§ PROBLEM STATEMENT:
From the records below, extract only the lines running from the line with "x=1087 y=231" to the line with "For the trial run, indicate each instance of the oak", both lines included, reproducing them exactly.

^^^^

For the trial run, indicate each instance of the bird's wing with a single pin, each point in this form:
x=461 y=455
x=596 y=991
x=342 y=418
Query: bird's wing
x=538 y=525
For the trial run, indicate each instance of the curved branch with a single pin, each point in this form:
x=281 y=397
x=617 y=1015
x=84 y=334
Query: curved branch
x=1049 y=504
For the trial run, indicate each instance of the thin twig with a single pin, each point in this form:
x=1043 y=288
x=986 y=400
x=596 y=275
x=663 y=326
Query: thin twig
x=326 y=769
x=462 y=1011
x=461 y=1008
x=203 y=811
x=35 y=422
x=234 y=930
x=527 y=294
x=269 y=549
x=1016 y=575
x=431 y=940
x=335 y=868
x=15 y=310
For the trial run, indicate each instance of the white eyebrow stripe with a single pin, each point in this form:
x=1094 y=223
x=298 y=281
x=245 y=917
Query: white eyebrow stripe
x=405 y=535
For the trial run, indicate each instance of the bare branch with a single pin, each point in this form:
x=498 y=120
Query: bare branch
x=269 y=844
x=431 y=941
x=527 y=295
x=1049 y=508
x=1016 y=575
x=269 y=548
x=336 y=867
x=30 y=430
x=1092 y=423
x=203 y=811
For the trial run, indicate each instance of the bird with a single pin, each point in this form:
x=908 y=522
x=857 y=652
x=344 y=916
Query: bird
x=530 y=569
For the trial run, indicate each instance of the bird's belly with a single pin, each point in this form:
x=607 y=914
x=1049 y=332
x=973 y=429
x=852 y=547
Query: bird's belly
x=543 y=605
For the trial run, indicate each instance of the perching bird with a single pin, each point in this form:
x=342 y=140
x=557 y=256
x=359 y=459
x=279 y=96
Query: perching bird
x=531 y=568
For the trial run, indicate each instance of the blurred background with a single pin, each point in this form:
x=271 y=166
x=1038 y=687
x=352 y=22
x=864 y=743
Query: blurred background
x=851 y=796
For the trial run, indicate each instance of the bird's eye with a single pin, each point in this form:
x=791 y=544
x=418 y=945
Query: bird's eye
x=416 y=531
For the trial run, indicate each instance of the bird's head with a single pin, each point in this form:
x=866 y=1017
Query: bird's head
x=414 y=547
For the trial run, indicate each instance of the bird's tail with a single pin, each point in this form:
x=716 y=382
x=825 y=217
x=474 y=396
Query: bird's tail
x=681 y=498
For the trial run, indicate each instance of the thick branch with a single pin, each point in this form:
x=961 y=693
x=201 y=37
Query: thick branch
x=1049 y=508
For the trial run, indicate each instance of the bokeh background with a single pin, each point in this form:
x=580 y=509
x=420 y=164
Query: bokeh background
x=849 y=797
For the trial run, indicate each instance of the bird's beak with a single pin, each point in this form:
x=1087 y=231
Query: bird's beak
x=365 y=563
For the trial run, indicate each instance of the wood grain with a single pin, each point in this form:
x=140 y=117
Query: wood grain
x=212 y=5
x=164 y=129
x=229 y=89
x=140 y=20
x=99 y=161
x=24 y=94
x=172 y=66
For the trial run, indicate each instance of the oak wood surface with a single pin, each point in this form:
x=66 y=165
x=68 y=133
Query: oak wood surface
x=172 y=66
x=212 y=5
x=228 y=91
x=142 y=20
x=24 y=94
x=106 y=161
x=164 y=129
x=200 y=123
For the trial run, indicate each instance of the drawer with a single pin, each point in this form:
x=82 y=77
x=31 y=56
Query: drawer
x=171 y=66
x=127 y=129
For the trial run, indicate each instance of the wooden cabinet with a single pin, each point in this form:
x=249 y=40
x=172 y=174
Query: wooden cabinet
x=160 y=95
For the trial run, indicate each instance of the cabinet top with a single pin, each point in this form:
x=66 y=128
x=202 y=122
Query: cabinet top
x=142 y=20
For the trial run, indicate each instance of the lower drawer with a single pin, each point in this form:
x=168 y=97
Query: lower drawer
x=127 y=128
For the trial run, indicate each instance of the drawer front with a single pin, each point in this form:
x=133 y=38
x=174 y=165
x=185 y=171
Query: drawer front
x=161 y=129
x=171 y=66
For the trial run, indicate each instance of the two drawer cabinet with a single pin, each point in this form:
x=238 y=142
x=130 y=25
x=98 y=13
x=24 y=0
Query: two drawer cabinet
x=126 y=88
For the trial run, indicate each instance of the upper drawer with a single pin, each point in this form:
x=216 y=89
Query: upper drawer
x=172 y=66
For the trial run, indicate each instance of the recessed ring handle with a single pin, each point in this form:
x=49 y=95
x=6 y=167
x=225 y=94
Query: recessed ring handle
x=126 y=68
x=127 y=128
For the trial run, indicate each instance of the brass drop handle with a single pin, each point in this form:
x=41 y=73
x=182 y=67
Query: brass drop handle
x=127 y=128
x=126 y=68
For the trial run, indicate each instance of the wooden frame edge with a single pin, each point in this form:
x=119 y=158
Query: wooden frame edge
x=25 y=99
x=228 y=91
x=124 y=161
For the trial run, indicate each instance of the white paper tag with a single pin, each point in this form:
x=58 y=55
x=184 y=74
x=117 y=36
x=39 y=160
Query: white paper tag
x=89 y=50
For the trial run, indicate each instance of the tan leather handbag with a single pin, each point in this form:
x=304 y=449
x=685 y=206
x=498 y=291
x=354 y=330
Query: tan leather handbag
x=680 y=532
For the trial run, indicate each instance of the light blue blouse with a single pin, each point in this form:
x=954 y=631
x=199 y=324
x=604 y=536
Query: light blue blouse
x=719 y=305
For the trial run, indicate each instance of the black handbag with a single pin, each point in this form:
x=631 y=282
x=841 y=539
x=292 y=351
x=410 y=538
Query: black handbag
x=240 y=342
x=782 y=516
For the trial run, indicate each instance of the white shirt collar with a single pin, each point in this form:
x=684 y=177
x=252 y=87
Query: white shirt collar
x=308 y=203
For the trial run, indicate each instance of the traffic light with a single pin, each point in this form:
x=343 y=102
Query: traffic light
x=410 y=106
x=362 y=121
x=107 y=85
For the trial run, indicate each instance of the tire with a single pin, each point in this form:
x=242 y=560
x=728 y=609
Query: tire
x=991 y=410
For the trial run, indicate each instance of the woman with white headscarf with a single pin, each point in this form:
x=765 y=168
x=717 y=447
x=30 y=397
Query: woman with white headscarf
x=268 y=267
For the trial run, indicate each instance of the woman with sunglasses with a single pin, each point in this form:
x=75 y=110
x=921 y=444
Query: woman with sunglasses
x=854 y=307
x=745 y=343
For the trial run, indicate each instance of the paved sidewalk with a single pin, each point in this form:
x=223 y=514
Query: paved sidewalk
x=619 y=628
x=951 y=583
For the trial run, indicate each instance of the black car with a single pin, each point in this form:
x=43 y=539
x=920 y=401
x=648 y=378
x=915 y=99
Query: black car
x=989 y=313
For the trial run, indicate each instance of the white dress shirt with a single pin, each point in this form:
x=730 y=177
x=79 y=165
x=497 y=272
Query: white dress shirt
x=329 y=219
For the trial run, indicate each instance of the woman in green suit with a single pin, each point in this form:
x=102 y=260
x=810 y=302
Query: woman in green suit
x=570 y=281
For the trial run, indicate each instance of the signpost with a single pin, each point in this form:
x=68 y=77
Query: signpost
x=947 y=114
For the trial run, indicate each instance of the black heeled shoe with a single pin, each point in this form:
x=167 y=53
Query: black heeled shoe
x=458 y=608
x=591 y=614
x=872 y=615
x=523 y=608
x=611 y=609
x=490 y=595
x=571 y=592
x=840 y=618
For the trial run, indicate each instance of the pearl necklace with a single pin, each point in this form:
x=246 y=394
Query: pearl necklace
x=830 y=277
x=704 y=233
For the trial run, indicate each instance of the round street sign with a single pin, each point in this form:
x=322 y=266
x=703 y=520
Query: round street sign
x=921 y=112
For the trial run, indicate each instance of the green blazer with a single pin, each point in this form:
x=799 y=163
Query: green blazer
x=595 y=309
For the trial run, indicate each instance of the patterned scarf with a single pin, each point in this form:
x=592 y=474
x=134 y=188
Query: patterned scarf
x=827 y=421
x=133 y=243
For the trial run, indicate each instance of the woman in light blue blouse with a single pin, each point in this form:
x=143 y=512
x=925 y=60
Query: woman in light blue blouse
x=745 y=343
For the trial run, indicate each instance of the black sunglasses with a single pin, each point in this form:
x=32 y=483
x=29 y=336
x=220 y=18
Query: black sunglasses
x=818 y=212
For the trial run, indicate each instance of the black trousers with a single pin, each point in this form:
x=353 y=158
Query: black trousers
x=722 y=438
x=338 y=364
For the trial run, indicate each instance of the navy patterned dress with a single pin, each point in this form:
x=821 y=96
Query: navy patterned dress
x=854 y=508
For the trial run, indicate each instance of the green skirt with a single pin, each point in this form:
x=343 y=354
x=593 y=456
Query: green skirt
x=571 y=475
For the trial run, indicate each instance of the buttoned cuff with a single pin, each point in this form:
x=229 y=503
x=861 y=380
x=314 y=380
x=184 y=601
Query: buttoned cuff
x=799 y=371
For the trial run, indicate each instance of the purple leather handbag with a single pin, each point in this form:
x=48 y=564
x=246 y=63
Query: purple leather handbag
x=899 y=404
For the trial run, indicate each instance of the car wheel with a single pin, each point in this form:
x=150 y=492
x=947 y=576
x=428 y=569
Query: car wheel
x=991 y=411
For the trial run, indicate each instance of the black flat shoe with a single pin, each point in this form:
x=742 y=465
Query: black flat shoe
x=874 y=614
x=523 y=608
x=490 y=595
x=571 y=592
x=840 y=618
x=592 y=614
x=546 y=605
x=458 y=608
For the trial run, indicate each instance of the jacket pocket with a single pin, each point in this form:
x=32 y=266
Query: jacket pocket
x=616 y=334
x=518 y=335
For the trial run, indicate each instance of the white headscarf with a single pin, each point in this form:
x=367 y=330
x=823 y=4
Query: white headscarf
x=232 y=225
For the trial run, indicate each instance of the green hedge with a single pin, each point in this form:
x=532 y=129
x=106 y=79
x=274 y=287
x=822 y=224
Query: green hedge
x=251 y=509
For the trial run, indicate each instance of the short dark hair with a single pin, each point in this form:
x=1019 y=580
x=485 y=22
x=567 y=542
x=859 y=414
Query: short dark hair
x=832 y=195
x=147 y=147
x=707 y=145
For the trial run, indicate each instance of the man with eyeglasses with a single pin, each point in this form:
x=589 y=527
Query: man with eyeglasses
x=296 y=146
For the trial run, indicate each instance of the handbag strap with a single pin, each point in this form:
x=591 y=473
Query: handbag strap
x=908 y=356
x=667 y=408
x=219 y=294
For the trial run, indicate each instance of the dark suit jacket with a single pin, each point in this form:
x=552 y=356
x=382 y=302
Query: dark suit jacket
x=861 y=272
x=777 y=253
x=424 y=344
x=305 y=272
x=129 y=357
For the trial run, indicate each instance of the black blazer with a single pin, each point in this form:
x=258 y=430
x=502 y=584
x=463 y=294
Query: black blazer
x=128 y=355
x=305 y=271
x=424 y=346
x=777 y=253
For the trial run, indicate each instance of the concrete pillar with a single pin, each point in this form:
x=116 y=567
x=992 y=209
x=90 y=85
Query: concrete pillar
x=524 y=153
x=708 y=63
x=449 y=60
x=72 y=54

^^^^

§ WRITTEN RESPONSE:
x=1087 y=231
Query: bird's beak
x=365 y=563
For the trial run, indicate each instance of the wood grain with a single pin, each point in this form:
x=140 y=117
Query: wood grain
x=212 y=5
x=164 y=129
x=229 y=89
x=140 y=20
x=99 y=161
x=24 y=94
x=172 y=66
For the trial run, indicate each instance of the oak wood surface with a single pin, each point in this form:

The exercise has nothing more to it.